* Work request
Return the stretch of the passage about Jaya Bhat from "Dr. Adithya Bhat, AB" through "for COVID-19 patients.", copied word for word.

Jaya Bhat’s first day on the job at WashU Olin was normal in many ways. She isn’t new to the campus, having worked at WashU from 2014 to 2019 in various roles and having sent her son here for his undergraduate studies. But since starting her job March 25 as an HR/payroll associate for Olin, she hasn’t been able to set foot inside our buildings.

The entire time Jaya has worked for Olin, we’ve been operating remotely in response to the coronavirus pandemic. Meanwhile, while Jaya has had to stay away from Olin’s spaces, her son has gotten to know them well: He’s staying at the Knight Center.

Her son, on call

Dr. Adithya Bhat, AB ’10, is an anesthesiologist and WashU instructor. He’s seen his day-to-day reality change significantly throughout the crisis. Typically, he’s focused on elective surgery and obstetric anesthesia.. Now, Adithya’s responsibilities include caring for COVID-19 patients.

And as the coronavirus pandemic rages, the Charles F. Knight Center for Executive Education has opened its doors to house healthcare workers who need quick access to Barnes-Jewish Hospital and other area hospitals and must self-quarantine to avoid exposing loved ones to the virus they’re facing every day.

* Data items

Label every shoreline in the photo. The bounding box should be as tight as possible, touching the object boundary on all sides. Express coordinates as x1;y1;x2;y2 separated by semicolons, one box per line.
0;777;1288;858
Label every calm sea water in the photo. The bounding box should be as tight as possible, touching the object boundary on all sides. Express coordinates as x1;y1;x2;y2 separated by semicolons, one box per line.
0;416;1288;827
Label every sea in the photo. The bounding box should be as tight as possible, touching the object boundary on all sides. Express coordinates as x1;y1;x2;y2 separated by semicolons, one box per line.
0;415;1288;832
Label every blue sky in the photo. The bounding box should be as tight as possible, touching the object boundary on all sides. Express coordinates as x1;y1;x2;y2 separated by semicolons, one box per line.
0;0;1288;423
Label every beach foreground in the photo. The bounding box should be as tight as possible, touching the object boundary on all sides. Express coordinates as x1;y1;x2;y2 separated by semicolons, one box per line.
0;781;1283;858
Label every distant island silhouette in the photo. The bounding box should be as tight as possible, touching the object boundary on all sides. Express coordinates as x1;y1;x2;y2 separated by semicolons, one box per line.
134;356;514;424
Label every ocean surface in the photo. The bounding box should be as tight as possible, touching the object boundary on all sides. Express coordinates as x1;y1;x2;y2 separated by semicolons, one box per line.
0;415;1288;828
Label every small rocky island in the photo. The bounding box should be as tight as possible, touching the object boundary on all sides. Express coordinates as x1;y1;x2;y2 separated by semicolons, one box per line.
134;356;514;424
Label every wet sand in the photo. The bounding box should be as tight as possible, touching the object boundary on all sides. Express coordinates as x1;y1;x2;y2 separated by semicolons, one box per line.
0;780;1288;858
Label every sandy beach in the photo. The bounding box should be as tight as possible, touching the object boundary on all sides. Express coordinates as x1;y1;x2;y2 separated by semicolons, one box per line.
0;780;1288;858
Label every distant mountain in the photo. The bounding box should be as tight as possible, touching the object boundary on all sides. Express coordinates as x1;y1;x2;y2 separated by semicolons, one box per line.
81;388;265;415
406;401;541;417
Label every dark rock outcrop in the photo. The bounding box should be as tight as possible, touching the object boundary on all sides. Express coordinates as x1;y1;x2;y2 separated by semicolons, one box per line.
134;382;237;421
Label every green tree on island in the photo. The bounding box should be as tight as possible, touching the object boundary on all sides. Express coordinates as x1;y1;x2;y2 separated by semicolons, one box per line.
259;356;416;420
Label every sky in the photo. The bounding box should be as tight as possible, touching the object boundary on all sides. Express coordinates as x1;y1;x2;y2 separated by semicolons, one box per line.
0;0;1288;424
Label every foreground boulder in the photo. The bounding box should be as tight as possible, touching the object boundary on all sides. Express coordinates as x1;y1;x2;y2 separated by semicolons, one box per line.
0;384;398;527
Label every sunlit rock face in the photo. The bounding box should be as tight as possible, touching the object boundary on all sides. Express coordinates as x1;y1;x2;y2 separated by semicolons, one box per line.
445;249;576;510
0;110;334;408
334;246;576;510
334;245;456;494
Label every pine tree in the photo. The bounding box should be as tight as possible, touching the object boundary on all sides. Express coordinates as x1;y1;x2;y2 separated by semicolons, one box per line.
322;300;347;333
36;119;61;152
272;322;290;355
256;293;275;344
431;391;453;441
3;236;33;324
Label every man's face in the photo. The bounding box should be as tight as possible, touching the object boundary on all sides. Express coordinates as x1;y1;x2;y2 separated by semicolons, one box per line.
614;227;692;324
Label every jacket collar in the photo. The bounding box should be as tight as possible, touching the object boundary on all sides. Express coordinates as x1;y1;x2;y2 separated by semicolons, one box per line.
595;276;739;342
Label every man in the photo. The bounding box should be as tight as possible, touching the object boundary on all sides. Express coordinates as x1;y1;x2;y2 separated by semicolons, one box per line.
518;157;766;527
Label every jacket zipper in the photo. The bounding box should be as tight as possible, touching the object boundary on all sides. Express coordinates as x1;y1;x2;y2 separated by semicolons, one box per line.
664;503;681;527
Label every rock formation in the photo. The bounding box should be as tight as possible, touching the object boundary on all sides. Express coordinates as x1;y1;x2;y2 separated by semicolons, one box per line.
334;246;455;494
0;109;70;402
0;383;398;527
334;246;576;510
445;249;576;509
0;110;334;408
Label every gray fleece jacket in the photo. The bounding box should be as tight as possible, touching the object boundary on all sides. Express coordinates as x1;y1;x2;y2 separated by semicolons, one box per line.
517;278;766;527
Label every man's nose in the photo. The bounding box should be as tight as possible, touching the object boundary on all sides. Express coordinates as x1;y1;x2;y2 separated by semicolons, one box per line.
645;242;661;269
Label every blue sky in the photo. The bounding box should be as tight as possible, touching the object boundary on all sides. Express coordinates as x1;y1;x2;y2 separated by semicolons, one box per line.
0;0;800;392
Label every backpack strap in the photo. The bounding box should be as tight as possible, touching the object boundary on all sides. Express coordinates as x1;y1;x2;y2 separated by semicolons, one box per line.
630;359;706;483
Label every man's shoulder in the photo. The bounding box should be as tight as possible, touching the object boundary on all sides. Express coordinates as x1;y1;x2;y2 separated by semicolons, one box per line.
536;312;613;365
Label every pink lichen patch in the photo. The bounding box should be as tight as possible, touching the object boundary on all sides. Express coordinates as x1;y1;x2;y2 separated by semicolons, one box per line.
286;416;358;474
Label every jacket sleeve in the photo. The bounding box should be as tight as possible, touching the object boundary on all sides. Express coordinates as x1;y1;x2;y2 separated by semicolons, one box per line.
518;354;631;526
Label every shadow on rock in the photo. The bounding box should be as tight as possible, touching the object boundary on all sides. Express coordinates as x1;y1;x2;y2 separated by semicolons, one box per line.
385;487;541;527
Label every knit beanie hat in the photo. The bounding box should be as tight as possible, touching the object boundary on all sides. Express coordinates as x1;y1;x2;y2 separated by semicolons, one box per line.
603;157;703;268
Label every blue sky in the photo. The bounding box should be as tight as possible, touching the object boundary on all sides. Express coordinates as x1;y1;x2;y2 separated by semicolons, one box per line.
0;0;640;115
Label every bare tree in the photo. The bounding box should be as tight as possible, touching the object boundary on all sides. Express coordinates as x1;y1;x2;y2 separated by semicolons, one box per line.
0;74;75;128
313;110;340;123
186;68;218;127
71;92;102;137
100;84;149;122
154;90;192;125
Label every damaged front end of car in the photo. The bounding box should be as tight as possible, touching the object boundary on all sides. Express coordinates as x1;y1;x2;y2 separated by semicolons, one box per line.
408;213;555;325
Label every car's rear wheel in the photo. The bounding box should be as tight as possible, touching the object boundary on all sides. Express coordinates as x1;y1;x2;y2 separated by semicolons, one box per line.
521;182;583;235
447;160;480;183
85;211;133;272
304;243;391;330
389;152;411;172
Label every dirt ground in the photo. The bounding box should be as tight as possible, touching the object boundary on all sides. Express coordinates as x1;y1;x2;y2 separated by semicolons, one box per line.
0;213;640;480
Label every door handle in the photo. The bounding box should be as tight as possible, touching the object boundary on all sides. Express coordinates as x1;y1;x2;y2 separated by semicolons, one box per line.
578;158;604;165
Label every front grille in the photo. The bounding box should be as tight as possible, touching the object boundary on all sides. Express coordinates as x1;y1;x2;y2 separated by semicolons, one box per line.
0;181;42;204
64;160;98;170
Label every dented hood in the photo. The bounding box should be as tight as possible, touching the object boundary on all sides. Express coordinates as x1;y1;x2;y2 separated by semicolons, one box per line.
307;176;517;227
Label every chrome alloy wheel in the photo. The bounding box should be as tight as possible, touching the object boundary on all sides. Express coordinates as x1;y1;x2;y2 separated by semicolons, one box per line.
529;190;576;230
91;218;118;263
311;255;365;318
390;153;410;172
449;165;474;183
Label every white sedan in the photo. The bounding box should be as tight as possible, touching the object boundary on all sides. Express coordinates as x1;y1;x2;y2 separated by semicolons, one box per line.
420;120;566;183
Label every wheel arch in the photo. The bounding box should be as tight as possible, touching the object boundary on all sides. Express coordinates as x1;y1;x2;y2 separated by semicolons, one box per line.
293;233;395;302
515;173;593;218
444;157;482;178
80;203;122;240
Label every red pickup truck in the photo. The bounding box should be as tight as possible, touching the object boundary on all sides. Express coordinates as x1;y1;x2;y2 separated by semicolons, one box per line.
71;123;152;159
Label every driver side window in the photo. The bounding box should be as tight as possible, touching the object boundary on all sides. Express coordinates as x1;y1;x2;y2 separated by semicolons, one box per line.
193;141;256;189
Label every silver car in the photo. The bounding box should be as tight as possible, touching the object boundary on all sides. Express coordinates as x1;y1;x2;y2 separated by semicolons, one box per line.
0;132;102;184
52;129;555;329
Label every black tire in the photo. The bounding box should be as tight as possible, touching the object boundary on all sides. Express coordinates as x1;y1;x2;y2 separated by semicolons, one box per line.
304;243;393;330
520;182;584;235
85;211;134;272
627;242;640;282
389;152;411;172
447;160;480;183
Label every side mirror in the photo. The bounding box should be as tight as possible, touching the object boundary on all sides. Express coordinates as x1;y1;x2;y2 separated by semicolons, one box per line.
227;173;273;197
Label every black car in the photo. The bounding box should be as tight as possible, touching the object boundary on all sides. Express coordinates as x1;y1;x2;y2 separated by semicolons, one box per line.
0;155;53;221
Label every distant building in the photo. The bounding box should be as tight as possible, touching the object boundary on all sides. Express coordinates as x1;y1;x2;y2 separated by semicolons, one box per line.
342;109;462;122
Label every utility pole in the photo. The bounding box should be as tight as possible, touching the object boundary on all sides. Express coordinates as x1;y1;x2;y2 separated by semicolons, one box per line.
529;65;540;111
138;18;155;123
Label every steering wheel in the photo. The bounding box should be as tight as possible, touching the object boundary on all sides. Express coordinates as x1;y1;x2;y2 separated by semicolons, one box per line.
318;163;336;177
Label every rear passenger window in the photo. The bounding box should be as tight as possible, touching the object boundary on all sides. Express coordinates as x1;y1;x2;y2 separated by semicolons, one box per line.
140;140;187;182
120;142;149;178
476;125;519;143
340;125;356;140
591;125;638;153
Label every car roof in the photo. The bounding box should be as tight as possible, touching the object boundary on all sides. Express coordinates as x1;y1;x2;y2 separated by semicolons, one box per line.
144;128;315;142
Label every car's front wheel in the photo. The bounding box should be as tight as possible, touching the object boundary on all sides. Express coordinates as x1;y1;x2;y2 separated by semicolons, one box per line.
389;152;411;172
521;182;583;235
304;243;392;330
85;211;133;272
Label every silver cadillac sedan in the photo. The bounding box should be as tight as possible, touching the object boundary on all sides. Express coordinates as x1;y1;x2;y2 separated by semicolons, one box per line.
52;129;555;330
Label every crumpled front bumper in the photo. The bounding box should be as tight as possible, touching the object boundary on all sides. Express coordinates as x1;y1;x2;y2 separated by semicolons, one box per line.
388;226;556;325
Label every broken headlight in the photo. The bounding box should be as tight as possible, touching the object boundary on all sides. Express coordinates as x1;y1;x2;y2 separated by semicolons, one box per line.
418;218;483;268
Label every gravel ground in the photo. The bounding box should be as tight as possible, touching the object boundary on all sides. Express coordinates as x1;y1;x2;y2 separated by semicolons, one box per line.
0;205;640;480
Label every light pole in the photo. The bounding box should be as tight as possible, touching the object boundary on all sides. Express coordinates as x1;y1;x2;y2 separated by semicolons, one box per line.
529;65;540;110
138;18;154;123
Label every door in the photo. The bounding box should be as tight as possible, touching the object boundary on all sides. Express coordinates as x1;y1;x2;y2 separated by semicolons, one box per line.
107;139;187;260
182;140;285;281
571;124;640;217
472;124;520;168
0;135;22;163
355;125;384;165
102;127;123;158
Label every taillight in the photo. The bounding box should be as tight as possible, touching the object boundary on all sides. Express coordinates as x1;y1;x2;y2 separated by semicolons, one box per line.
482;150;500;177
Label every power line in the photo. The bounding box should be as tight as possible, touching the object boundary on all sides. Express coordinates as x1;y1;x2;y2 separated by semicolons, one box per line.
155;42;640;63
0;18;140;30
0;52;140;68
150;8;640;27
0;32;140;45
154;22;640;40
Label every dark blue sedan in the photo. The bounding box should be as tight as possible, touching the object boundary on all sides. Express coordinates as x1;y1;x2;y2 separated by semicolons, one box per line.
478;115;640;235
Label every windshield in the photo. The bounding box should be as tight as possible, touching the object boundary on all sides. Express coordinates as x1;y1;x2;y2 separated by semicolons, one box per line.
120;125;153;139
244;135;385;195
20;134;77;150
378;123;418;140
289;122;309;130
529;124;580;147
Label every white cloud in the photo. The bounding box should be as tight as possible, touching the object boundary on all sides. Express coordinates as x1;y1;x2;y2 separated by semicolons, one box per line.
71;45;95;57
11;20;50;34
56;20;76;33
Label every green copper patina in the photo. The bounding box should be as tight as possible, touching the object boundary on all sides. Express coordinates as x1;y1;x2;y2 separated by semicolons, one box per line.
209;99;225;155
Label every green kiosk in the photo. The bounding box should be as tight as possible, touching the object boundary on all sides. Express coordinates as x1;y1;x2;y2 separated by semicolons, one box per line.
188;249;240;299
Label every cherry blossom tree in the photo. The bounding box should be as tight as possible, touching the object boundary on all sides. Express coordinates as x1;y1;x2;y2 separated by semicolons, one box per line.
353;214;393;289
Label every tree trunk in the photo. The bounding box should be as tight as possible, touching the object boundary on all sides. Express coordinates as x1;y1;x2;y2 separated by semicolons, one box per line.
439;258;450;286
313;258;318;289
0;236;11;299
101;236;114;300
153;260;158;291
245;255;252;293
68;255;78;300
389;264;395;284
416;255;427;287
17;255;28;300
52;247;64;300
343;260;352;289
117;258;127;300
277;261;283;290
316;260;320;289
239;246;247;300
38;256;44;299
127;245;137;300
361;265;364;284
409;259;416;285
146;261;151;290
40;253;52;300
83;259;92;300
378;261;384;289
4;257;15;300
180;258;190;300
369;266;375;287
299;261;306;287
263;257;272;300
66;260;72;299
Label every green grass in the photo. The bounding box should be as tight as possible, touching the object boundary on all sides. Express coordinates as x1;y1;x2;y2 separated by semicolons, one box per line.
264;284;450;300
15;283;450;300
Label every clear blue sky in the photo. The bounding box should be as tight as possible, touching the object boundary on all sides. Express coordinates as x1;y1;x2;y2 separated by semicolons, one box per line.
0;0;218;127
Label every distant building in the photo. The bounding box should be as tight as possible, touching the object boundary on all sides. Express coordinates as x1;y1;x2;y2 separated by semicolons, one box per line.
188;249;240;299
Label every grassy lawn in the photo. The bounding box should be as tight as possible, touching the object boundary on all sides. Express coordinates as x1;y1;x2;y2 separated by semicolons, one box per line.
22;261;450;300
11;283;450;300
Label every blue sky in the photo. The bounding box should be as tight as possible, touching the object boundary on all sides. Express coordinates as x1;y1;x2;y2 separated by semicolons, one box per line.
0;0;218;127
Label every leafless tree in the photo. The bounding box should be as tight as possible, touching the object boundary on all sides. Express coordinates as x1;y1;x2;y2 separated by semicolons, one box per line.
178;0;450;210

* Response below
Dr. Adithya Bhat, AB ’10, is an anesthesiologist and WashU instructor. He’s seen his day-to-day reality change significantly throughout the crisis. Typically, he’s focused on elective surgery and obstetric anesthesia.. Now, Adithya’s responsibilities include caring for COVID-19 patients.